[Records excerpted from a collection]
Start

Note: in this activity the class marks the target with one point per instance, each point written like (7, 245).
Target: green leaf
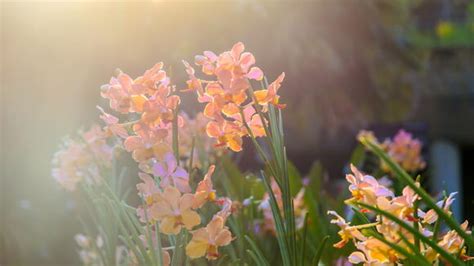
(319, 252)
(259, 257)
(410, 229)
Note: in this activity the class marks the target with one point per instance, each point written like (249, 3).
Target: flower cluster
(404, 150)
(82, 159)
(148, 97)
(371, 250)
(175, 210)
(300, 210)
(232, 115)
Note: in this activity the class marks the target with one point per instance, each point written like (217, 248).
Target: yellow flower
(174, 211)
(347, 231)
(207, 240)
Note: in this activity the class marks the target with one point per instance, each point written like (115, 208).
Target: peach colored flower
(347, 231)
(406, 151)
(298, 205)
(173, 210)
(365, 188)
(264, 97)
(112, 124)
(171, 174)
(225, 96)
(207, 240)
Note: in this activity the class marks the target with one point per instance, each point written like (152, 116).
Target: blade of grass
(403, 176)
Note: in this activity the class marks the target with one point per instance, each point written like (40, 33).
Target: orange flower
(347, 231)
(406, 151)
(207, 240)
(365, 188)
(173, 210)
(264, 97)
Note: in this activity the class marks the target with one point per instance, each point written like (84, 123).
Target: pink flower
(112, 124)
(171, 174)
(205, 191)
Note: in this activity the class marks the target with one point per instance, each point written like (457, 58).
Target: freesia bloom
(81, 159)
(347, 231)
(225, 97)
(406, 151)
(205, 191)
(171, 174)
(207, 240)
(174, 211)
(264, 97)
(298, 205)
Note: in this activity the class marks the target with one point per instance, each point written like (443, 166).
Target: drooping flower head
(228, 105)
(404, 150)
(174, 211)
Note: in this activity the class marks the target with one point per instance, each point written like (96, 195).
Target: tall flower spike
(207, 240)
(225, 96)
(174, 212)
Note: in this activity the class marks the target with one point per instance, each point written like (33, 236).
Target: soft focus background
(349, 65)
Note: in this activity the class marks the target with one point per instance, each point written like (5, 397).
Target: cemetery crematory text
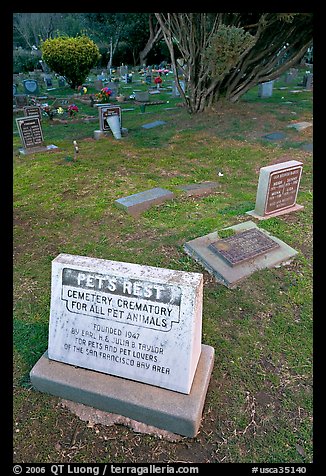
(116, 300)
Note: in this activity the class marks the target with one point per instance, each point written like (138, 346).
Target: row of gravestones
(127, 338)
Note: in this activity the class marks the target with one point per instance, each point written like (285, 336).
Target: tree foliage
(72, 58)
(226, 54)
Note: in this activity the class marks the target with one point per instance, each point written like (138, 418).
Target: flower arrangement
(158, 81)
(72, 110)
(104, 95)
(82, 89)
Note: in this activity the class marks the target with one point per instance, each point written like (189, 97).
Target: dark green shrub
(24, 61)
(72, 58)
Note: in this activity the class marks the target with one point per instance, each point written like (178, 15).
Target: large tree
(226, 54)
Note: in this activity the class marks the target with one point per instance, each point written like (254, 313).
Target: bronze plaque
(30, 131)
(283, 189)
(243, 246)
(33, 111)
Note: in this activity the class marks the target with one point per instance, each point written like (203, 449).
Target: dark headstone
(265, 90)
(105, 112)
(30, 131)
(30, 86)
(21, 100)
(139, 202)
(33, 111)
(277, 190)
(232, 259)
(243, 246)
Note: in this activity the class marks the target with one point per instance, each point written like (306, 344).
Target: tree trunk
(155, 35)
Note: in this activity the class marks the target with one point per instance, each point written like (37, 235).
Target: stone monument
(277, 190)
(126, 338)
(110, 121)
(31, 135)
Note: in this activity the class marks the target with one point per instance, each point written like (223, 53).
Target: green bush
(24, 61)
(72, 58)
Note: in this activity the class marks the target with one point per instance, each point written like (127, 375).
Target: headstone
(198, 189)
(275, 136)
(110, 121)
(98, 84)
(61, 82)
(30, 131)
(232, 259)
(291, 75)
(175, 91)
(265, 90)
(33, 111)
(139, 202)
(126, 338)
(114, 88)
(105, 112)
(277, 191)
(31, 135)
(30, 86)
(21, 100)
(299, 126)
(308, 81)
(48, 81)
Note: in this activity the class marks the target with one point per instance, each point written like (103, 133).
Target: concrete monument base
(173, 411)
(276, 213)
(34, 150)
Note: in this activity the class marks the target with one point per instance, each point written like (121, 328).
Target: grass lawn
(258, 407)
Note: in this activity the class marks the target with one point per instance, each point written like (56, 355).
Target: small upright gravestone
(21, 100)
(265, 90)
(277, 190)
(31, 135)
(31, 86)
(126, 338)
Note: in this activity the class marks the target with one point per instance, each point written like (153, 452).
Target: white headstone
(137, 322)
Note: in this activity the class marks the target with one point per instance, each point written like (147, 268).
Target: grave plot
(31, 135)
(236, 257)
(199, 189)
(277, 190)
(139, 202)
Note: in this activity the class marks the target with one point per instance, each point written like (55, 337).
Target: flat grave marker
(150, 125)
(277, 190)
(275, 136)
(139, 202)
(232, 259)
(126, 338)
(199, 189)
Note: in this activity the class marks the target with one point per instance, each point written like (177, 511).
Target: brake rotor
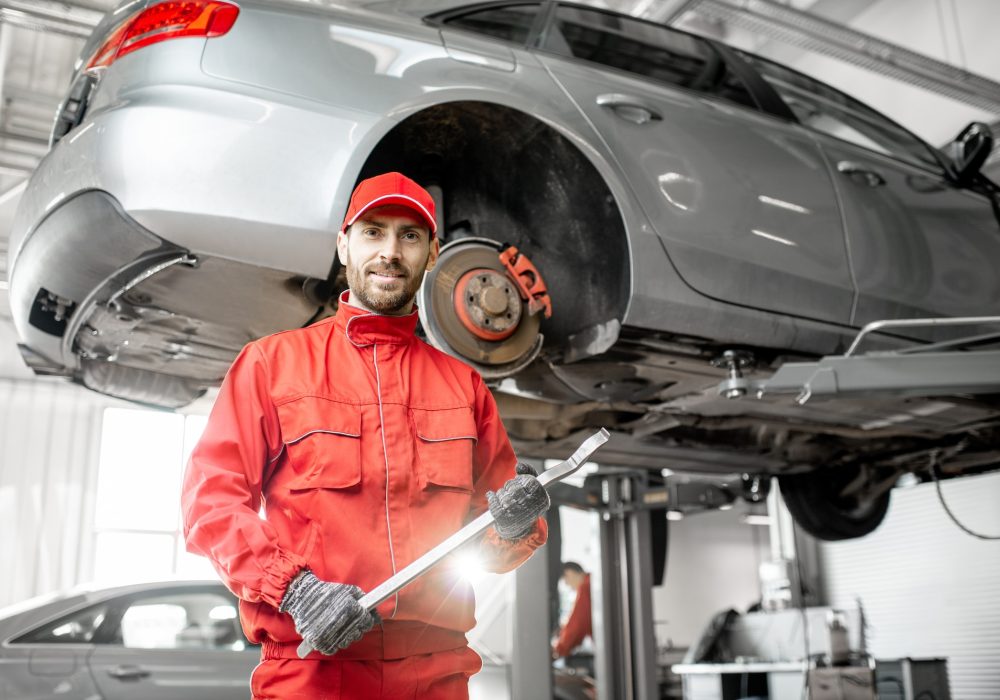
(470, 307)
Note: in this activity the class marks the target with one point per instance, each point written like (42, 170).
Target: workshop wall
(712, 564)
(928, 589)
(49, 447)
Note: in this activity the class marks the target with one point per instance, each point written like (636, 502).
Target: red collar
(364, 327)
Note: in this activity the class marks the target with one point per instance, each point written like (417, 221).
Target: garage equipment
(421, 565)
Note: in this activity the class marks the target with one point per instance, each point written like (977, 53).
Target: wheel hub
(471, 308)
(487, 304)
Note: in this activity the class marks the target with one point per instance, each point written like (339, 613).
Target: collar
(363, 327)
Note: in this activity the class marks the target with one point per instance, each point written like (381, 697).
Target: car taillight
(165, 20)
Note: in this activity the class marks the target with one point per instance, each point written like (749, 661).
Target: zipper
(385, 454)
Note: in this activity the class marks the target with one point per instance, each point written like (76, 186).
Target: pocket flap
(323, 442)
(445, 440)
(312, 414)
(445, 424)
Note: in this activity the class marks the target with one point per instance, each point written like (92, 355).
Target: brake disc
(470, 308)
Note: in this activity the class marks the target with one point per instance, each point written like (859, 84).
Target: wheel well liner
(508, 176)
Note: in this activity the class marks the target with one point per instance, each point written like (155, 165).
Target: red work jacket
(349, 447)
(579, 624)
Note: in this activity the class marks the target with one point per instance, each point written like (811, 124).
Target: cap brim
(399, 200)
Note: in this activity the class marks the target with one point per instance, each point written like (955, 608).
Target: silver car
(155, 641)
(631, 214)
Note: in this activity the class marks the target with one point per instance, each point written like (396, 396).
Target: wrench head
(576, 460)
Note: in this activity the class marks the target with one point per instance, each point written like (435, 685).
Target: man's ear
(432, 256)
(342, 239)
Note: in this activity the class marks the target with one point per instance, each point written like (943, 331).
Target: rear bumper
(76, 256)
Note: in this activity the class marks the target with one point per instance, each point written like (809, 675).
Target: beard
(380, 298)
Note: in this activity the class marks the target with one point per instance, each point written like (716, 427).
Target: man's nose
(390, 249)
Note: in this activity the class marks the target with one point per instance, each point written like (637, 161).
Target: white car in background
(155, 641)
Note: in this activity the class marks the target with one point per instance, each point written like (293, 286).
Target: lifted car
(632, 214)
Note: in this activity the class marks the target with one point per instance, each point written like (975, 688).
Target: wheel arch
(516, 178)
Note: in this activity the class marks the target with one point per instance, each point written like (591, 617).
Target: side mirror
(969, 151)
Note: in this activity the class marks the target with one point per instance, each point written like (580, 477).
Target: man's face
(386, 253)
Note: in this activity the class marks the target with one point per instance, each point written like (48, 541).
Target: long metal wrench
(420, 566)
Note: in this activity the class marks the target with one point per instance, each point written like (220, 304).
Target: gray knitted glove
(516, 505)
(327, 615)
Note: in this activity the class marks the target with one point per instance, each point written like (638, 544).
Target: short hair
(573, 566)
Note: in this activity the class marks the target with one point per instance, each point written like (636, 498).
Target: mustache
(388, 269)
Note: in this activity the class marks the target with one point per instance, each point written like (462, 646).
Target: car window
(181, 621)
(511, 22)
(650, 50)
(830, 111)
(79, 627)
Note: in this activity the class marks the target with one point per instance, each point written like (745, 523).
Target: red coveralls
(351, 447)
(578, 626)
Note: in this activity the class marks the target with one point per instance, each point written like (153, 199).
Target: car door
(920, 245)
(181, 643)
(742, 201)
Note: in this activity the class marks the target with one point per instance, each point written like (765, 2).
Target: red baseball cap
(386, 189)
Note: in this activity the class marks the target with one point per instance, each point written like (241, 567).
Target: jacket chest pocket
(323, 443)
(445, 439)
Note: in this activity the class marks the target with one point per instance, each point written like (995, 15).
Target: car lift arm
(923, 370)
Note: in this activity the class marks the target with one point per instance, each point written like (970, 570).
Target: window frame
(115, 608)
(943, 168)
(441, 19)
(765, 100)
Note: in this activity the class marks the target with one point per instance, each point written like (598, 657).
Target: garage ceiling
(877, 50)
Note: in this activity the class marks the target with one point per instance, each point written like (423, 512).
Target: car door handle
(870, 177)
(629, 108)
(128, 673)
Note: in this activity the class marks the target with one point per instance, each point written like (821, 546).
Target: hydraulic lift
(622, 583)
(957, 366)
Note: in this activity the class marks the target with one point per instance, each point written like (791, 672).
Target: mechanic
(337, 454)
(578, 625)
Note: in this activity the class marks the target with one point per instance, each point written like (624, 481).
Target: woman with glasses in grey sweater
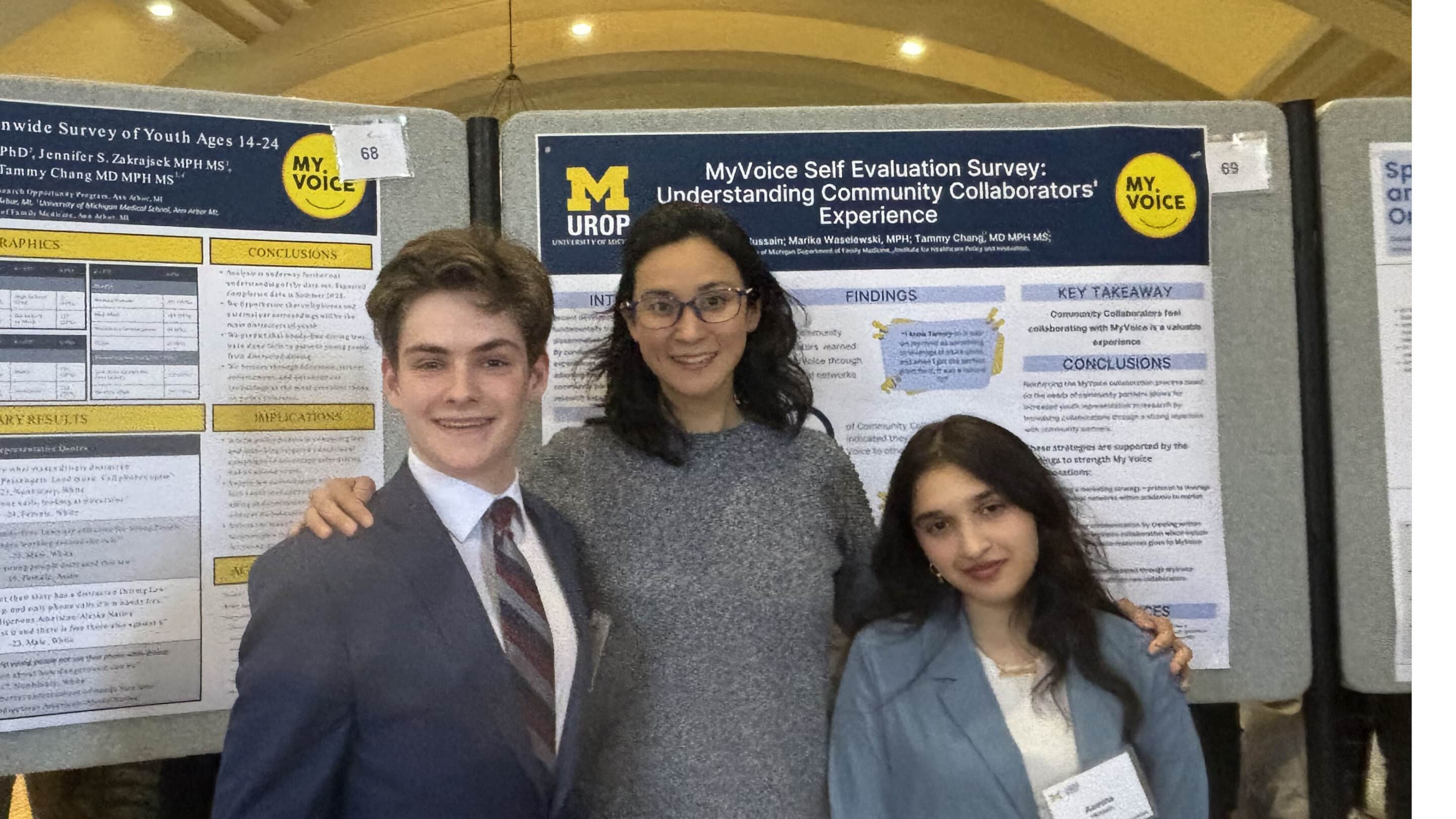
(722, 538)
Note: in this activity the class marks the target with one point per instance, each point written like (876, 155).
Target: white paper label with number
(1110, 790)
(372, 151)
(1241, 164)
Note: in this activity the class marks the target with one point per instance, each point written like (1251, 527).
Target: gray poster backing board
(1256, 340)
(436, 197)
(1356, 412)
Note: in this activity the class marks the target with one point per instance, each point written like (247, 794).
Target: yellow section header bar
(103, 419)
(232, 570)
(293, 254)
(101, 247)
(292, 417)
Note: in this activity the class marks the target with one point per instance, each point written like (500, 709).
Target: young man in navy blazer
(434, 665)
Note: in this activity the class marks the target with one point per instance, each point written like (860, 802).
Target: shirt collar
(459, 505)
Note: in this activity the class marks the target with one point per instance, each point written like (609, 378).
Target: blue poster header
(121, 167)
(876, 200)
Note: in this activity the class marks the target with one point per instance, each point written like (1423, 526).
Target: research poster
(1055, 282)
(184, 352)
(1391, 202)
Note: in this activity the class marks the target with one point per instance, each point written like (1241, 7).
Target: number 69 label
(1240, 164)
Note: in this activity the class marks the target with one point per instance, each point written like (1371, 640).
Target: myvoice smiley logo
(1155, 196)
(310, 177)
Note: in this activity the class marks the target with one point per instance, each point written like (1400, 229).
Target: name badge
(1107, 790)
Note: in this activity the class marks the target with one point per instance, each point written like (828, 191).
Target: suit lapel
(561, 547)
(447, 594)
(972, 704)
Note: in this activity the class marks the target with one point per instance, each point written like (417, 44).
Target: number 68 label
(372, 151)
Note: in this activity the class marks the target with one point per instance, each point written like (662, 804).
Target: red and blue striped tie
(526, 634)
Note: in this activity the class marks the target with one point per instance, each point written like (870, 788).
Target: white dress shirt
(1041, 727)
(462, 509)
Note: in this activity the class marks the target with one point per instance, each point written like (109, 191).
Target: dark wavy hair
(1063, 595)
(769, 384)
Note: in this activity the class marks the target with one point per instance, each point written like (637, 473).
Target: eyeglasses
(660, 312)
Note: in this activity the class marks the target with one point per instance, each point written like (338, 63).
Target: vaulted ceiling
(715, 53)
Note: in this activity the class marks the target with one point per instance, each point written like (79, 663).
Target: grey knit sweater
(721, 579)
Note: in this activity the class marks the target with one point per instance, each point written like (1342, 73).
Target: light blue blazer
(918, 731)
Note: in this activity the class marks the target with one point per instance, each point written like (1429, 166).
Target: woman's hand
(1164, 639)
(338, 503)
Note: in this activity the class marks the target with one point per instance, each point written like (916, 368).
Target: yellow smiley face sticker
(310, 177)
(1155, 196)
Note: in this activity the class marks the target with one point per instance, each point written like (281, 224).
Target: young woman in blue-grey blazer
(996, 665)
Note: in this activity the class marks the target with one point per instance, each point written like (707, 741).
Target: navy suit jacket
(918, 729)
(370, 682)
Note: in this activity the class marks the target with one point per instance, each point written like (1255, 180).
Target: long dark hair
(1063, 595)
(769, 384)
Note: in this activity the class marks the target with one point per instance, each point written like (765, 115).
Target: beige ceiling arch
(479, 53)
(686, 79)
(1027, 32)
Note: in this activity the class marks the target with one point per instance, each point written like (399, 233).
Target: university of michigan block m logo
(611, 190)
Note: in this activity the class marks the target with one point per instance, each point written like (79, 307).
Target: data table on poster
(42, 368)
(145, 333)
(42, 296)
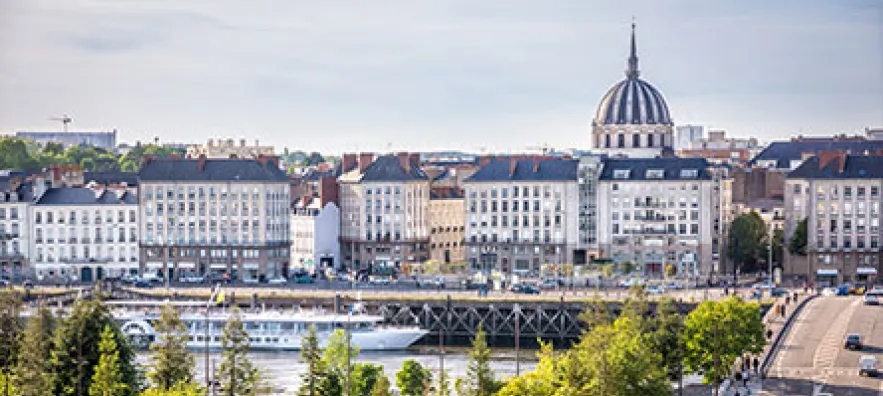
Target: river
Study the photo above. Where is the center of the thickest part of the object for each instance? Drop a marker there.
(283, 369)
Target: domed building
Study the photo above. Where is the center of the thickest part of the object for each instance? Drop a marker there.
(632, 119)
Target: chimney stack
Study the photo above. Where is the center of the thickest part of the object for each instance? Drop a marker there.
(365, 160)
(348, 162)
(404, 161)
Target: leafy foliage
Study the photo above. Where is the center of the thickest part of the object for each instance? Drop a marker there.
(747, 239)
(480, 379)
(721, 331)
(236, 375)
(171, 363)
(797, 244)
(108, 380)
(75, 352)
(413, 379)
(31, 373)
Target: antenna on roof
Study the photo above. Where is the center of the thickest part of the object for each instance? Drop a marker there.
(65, 120)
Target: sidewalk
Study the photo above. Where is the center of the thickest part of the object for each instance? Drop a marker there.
(773, 322)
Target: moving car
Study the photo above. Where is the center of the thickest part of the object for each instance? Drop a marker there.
(524, 289)
(853, 341)
(867, 366)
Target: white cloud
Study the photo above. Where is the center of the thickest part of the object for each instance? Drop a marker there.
(431, 74)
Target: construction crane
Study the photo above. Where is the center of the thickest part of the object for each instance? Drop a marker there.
(65, 120)
(545, 148)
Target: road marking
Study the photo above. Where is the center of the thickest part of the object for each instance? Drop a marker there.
(829, 346)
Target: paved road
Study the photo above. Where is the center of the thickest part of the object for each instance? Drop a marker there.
(812, 359)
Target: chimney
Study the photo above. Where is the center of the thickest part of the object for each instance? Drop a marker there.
(328, 190)
(403, 161)
(365, 160)
(348, 162)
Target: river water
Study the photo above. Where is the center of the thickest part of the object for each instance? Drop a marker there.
(283, 369)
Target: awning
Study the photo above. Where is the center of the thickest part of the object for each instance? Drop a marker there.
(866, 271)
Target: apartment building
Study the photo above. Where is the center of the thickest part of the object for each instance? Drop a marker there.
(654, 212)
(522, 214)
(214, 216)
(447, 219)
(840, 196)
(384, 211)
(85, 234)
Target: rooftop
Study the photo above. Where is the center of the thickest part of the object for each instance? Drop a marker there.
(232, 170)
(86, 196)
(655, 169)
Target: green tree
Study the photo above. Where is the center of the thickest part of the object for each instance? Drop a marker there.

End

* Problem
For this exercise, please retype exactly the lines in the listing from the line with "Target: sidewalk" through its last line, both ends included.

* Task answer
Target: sidewalk
Study the photo above. Where is the center of the thickest part of the object for each instance? Drop a marker there.
(773, 322)
Target: moving car
Study the photo above. Where is the center of the thickest part of the object for each instance? Drop a marker there.
(524, 289)
(853, 341)
(867, 366)
Target: white cloud
Study the photo above. Where is the center of the thickest part of the object for each instance? Drop a marker there.
(431, 74)
Target: construction crane
Study the photo above. Where is the center of the thickest part of the object for each instance? Drop a marker there.
(65, 120)
(545, 148)
Target: road marking
Study the photo above. Where is the center of the thickest part of the object for each instance? Drop a marker there.
(829, 346)
Target: paved road
Study the photo above. Where is the center of the thickest part of the object for each instance? Drop a marker there.
(812, 359)
Target: chimney
Study the photo above. Where is the center of the thickest part of the object for each instance? Drop a marker there.
(328, 190)
(403, 161)
(365, 160)
(348, 162)
Target: river water
Study the photo above. Where is the center of the thickest part of the object for each instance? Drop a marker there.
(283, 369)
Target: awning
Study the photo above. Where is the center of the thickest part of the object for each instance? Drop a marker there.
(866, 271)
Target: apartment building
Study the photo above. Where is the center of the thickest part of the object for each instance? Drop a marker there.
(654, 212)
(522, 214)
(214, 216)
(447, 219)
(840, 196)
(384, 211)
(85, 234)
Target: rooftop
Study the photo above. Where is the center of the thickest part of the object for each instance? Drop a marker there.
(232, 170)
(86, 196)
(655, 169)
Target: green tree
Study the photo above. Where is the center of the thickest part of the object for each instance? Drop a marker there.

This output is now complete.